**INPUT MATERIAL**
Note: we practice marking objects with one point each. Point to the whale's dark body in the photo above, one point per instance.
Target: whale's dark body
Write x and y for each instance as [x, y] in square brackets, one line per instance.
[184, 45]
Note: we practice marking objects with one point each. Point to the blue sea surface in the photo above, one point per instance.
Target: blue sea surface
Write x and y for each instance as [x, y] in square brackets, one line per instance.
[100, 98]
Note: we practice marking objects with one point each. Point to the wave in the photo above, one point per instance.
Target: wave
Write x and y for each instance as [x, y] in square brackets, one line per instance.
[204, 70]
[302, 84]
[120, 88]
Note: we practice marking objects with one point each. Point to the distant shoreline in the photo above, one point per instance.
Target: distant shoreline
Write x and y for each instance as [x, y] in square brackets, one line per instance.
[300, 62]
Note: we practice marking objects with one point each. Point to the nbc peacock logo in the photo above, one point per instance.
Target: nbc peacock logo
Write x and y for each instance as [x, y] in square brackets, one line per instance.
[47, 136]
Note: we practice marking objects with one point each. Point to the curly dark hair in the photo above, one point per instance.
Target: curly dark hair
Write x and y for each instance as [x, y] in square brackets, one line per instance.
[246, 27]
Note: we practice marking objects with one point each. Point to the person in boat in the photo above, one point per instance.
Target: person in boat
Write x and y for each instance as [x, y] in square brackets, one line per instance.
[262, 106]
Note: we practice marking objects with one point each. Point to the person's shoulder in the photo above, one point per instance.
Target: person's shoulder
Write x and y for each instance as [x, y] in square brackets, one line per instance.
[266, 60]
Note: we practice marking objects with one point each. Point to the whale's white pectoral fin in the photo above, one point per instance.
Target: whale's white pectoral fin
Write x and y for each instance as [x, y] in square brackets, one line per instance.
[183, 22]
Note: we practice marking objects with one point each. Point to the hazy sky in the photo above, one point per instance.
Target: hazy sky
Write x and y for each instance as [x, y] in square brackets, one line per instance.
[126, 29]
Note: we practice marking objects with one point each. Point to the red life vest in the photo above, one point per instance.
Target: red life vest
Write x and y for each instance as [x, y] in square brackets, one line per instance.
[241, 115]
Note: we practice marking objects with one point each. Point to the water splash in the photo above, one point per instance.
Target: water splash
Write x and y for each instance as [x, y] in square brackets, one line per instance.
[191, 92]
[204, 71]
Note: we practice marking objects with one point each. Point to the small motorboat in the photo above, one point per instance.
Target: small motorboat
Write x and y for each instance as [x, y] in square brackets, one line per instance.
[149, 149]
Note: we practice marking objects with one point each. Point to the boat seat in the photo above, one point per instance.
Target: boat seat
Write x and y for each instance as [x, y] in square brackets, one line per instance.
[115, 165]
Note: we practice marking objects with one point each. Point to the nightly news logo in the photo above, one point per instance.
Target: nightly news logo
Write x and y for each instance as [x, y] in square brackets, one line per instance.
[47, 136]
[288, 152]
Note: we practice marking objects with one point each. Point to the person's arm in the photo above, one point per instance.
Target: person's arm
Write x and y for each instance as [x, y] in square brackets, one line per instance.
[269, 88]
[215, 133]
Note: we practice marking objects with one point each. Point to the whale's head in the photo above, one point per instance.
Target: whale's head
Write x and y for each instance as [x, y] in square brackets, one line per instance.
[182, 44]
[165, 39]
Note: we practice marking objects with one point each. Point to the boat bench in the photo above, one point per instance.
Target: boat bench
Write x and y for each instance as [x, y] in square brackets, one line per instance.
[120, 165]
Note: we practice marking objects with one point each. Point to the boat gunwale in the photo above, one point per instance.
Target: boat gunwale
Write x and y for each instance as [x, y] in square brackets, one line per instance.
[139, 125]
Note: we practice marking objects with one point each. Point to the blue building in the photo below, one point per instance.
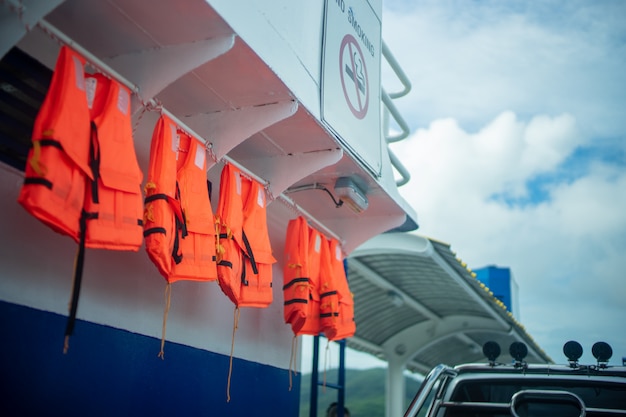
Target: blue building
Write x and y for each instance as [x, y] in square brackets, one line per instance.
[501, 282]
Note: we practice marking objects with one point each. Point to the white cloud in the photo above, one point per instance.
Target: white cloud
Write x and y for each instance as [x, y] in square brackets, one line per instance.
[566, 252]
[471, 61]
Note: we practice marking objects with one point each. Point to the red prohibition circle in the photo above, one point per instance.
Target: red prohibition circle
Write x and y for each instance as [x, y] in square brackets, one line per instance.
[356, 72]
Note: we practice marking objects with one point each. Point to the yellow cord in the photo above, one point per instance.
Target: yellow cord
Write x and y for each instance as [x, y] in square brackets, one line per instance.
[168, 299]
[232, 350]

**PROBLEM**
Rewrite all the records above, changing every "square brackets" to "parentheses" and keeping everything else as it is. Leave the pictures out of your answer.

**RESULT**
Note: we practice marking objects with one point each. Point to the whale's dark body in the photo above, one point per instance.
Target: whale's dark body
Write x and y for each instance as [x, y] in parentheses, one line per instance.
[184, 45]
Note: we practice marking objects with one point each. Point to the blue sea surface in the photo above, one point per instance.
Target: blue sea surface
Write x and y for each instance as [x, y] in parentheses, one line per instance.
[100, 98]
Note: we practice marking objects with one point each. Point to the wave in the photo above, one point per instance.
Target: wave
Write x and y for each instance as [x, y] in parentheses, one line per instance.
[204, 70]
[302, 84]
[120, 88]
Note: we practice marking objects with one point each. Point to the distant shoreline in the photo above, one point per instance.
Target: distant shoreline
Write x and y for each instance as [x, y] in parentheses, one line per instance.
[300, 62]
Note: we practice marking objects with one point each. Point to the nbc peacock logo in the photo above, one point per instance.
Target: nbc peacock logo
Write x and y for each instance as [x, y] in parentheses, one line per instance.
[47, 136]
Note: we practice marking objects with one point each. Point to the curly dark hair in the photo above, one point per instance.
Target: curly dark hair
Write x and y for each instance as [x, y] in parentheses, one line per instance.
[246, 27]
Note: we practice marking objects with one point each. Point to the person in boat in the photo above, one point per instance.
Target: person in boat
Write x and y for each instance as [x, y] in parentheses, one line per instance.
[262, 106]
Note: we practice marking objects with one point each. Point to the person's shoulder in the photo above, one point per instance.
Target: person's shoulder
Write x and y for each instance as [x, y] in parentheses, one line per instance.
[266, 60]
Note: we practice marking objects with one point each. Point to the whale's white pectoral fin in the photo above, one point per instance.
Target: whale's white pectoral fin
Write x and y for each instance as [x, y] in parentheses, one line per instance.
[183, 22]
Note: we practice marking objects with one point each. Point to the hazy sky in the photo above, one point per instance.
Target: hazy sky
Write x and y for each instance as [x, y] in parentheses, one line per instance.
[126, 29]
Note: we practice marking objects with one point each. Point to the red life vest in the photo above, one point per instance.
Target: red life vest
Write x and y for each instance as [x, y] in parentheses, one line per instance.
[241, 115]
Note: we practice marking objects with one point each. Point to the water splash in the photo above, one point per instance.
Target: water splash
Write x and y for each instance as [x, y] in parentheses, one line per instance.
[191, 92]
[204, 71]
Note: we practice marking objects with one point each. Point to the small motorboat in the photo above, one point per instance.
Target: small motorboat
Write x and y for each instance as [x, y] in parentheses, one line per instance.
[149, 149]
Note: we practice marking objects with one point each. Point to the boat seat in the photo above, one point per instance.
Target: boat seat
Write x and y for each instance as [x, y] in parentheses, one line per instance.
[115, 165]
Note: we practice marking objects with one point each. Point to the nightly news logo in the photo above, one point per instance.
Target: nightly news logo
Write x and y for each instance as [x, y] in parentheses, one line per instance.
[47, 136]
[288, 152]
Note: we practice marking objects with one point each. Point to the person's arm in the photo above, one point per instance.
Target: person's arm
Write x and y for each instance as [x, y] in parentheses, one line per instance.
[269, 88]
[215, 133]
Note: we practice marking objects with one point each. Point to the whale's head in the photo above, one point per instance.
Target: whale's head
Write x and y for each instance as [x, y] in parentheses, one line per instance.
[182, 44]
[165, 39]
Note: we practice marking objects with one point each. Point to the boat bench in the photo above, one point per instance.
Target: boat bench
Write x and y for each instance as [x, y] in parentheses, one line per instance.
[120, 165]
Note: we practice marking objects with one point each. Point to the boat gunwale in the photo above, one point per instance.
Target: boat gunwale
Write x and y for each instance as [x, y] in parentheses, one line per instance.
[139, 125]
Note: we practice marking objects with one point each. Point to the blue building in the photo below, one point per instance.
Target: blue building
Write x and y for each instance as [x, y] in parentheses, one line per instance.
[501, 282]
Note: we practice marking objects with one point each. Point to the white cloud in the photo above, one point per instance.
Target: white cloud
Write x and y for each instance as [x, y] in parentheses, one line per instance.
[566, 252]
[471, 61]
Note: we practice marking objects with one point each. Point to the red prohibition circle in the photo above, one point per instance.
Target: red prohibition circle
Write x and y for each instance as [x, y] in parentheses, one line per instance.
[356, 72]
Note: we practice marking objects with one point each. Point to the yellow cord in the photo above, one point per instance.
Target: yellow cord
Write x and y for each instance as [x, y] in parentheses, one line per instance.
[168, 299]
[232, 350]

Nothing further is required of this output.